Material for the task:

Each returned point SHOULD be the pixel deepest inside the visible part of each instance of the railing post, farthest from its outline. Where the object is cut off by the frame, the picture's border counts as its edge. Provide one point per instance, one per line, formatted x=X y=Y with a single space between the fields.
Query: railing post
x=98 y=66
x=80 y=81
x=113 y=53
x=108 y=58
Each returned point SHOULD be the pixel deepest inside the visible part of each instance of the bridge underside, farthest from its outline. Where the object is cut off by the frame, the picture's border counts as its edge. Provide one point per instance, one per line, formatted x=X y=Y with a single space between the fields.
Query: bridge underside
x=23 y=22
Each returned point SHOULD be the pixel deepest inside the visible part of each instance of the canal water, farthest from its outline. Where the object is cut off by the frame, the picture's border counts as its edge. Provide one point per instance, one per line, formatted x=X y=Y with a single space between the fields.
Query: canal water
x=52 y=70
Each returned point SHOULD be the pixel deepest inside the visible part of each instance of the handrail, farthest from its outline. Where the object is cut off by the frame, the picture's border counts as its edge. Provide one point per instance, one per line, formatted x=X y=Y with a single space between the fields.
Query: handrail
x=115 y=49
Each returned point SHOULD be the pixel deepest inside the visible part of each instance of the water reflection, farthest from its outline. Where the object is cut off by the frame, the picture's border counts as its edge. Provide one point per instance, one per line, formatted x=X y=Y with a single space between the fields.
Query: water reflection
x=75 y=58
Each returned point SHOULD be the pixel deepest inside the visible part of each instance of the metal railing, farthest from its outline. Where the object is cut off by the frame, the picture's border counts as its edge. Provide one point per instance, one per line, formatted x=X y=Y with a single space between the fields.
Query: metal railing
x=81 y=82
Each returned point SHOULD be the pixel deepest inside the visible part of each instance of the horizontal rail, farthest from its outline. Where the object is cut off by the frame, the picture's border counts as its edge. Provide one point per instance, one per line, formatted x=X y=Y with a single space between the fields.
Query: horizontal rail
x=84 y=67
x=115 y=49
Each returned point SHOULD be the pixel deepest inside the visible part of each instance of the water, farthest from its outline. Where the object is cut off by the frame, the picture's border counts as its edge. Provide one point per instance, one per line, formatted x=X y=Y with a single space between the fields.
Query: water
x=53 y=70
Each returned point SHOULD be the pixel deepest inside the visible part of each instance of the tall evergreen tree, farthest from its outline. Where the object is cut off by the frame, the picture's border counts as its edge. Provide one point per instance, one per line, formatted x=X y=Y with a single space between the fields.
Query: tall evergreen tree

Problem:
Examine the data above and state how many of its lines contain the word "tall", with no further remarks.

Solution for this task:
2